EXERCISE PROMPT: Would you write out all the records again, exactly?
--- SUPPLIED MATERIAL ---
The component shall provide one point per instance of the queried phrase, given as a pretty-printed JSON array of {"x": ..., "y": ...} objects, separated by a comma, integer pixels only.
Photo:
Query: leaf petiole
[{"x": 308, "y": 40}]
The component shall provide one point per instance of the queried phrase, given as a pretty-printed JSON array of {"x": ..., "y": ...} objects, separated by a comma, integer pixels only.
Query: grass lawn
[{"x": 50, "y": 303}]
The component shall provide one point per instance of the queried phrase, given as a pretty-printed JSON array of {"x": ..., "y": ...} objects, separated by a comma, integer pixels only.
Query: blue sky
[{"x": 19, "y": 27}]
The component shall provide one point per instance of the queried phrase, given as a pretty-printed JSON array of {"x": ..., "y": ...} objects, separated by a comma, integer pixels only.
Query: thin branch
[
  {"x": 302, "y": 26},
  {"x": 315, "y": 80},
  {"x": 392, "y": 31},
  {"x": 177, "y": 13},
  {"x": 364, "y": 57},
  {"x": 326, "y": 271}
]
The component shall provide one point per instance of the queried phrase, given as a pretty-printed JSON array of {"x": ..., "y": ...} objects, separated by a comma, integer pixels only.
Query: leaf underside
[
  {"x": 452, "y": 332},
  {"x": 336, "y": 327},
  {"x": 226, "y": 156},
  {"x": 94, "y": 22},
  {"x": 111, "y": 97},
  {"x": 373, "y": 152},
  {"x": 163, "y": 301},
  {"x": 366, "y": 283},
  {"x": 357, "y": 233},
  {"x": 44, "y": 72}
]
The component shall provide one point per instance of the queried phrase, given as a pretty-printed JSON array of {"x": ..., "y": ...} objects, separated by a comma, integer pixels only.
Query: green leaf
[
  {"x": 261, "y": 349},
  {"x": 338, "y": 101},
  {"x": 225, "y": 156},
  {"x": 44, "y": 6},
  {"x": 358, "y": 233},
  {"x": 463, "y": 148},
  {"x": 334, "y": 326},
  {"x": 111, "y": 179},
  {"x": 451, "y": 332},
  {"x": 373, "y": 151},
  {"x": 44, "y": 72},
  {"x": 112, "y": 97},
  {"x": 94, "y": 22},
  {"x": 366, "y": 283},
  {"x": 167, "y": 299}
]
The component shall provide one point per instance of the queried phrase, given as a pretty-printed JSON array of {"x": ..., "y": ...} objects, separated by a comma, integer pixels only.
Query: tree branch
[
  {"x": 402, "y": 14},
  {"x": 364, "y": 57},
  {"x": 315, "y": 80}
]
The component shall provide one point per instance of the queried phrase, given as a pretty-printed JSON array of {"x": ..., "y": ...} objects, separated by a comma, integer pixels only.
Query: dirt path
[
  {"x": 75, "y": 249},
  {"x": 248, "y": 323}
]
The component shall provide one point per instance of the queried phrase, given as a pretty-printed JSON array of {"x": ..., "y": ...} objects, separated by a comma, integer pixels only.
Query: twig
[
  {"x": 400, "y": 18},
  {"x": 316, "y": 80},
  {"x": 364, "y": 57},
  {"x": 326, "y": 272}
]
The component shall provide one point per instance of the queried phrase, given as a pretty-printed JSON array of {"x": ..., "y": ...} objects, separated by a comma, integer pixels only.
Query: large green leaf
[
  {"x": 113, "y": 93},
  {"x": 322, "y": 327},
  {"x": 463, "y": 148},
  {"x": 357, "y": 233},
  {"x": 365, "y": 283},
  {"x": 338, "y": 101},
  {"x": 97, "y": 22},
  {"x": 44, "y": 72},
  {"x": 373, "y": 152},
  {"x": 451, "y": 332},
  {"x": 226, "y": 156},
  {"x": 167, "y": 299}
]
---
OUTPUT FOR THIS EXERCISE:
The component shall provide one point per instance of the queried phrase, given as a pretty-printed JSON array of {"x": ..., "y": ...} objects, separated by a comma, integer pixels only.
Photo:
Query: leaf petiole
[{"x": 308, "y": 40}]
The component shall provide one point per instance of the queried phrase, given as a pretty-printed JSON array of {"x": ..., "y": ...} objects, separated by a comma, integer pixels only.
Query: grass lawn
[{"x": 50, "y": 303}]
The component shall provide one point per instance of the queried phrase, given as a pretty-printed JSON array of {"x": ..., "y": ...} objects, separated by a comma, integer pixels only.
Query: blue sky
[{"x": 19, "y": 27}]
The component shall provide one point per instance of the queried phrase, given as a pretty-printed JSON array of {"x": ..., "y": ...} objects, separated by a comma, integer pixels only.
Query: thin branch
[
  {"x": 302, "y": 26},
  {"x": 315, "y": 80},
  {"x": 392, "y": 31},
  {"x": 177, "y": 13},
  {"x": 364, "y": 57},
  {"x": 326, "y": 271}
]
The component shall provide one point per instance of the queried phrase, given as a pretty-printed JSON array of {"x": ..., "y": ...} objects, separated by a comma, integer pixels only.
Query: leaf underside
[
  {"x": 452, "y": 332},
  {"x": 336, "y": 327},
  {"x": 226, "y": 156},
  {"x": 94, "y": 22},
  {"x": 111, "y": 97},
  {"x": 373, "y": 152},
  {"x": 163, "y": 301},
  {"x": 366, "y": 283},
  {"x": 357, "y": 233},
  {"x": 44, "y": 72}
]
The component shall provide one point per instance of the queried phrase, given as a pretty-printed JSON array of {"x": ..., "y": ...} objects, separated by a comma, integer pixels only.
Query: green leaf
[
  {"x": 261, "y": 349},
  {"x": 338, "y": 101},
  {"x": 225, "y": 156},
  {"x": 44, "y": 6},
  {"x": 358, "y": 233},
  {"x": 463, "y": 148},
  {"x": 334, "y": 326},
  {"x": 111, "y": 179},
  {"x": 451, "y": 332},
  {"x": 373, "y": 151},
  {"x": 44, "y": 72},
  {"x": 112, "y": 97},
  {"x": 94, "y": 22},
  {"x": 366, "y": 283},
  {"x": 167, "y": 299}
]
The component shall provide one point per instance of the queried phrase, given as a pretty-printed JSON array of {"x": ..., "y": ...} objects, separated by a comma, integer pixels only.
Query: tree branch
[
  {"x": 402, "y": 14},
  {"x": 364, "y": 57},
  {"x": 315, "y": 80}
]
The component shall provide one point per instance of the queried phrase, given as a pretty-printed JSON array of {"x": ..., "y": ...} objects, separated by a comma, integer pixels only.
Query: dirt path
[
  {"x": 75, "y": 249},
  {"x": 248, "y": 323}
]
The component shall provide one point per instance of the queried phrase, given as a pretty-printed JSON array of {"x": ..., "y": ...} objects, separated by a comma, integer pixels only.
Query: twig
[
  {"x": 400, "y": 18},
  {"x": 316, "y": 80},
  {"x": 364, "y": 57},
  {"x": 326, "y": 272}
]
The component shall provide one point per instance of the queried phrase, given as a pretty-printed JSON array of {"x": ..., "y": ...} objects, separated by a comma, integer pixels only.
Query: large green leaf
[
  {"x": 113, "y": 93},
  {"x": 322, "y": 327},
  {"x": 463, "y": 148},
  {"x": 357, "y": 233},
  {"x": 365, "y": 283},
  {"x": 338, "y": 101},
  {"x": 97, "y": 22},
  {"x": 44, "y": 72},
  {"x": 373, "y": 152},
  {"x": 451, "y": 332},
  {"x": 226, "y": 156},
  {"x": 167, "y": 299}
]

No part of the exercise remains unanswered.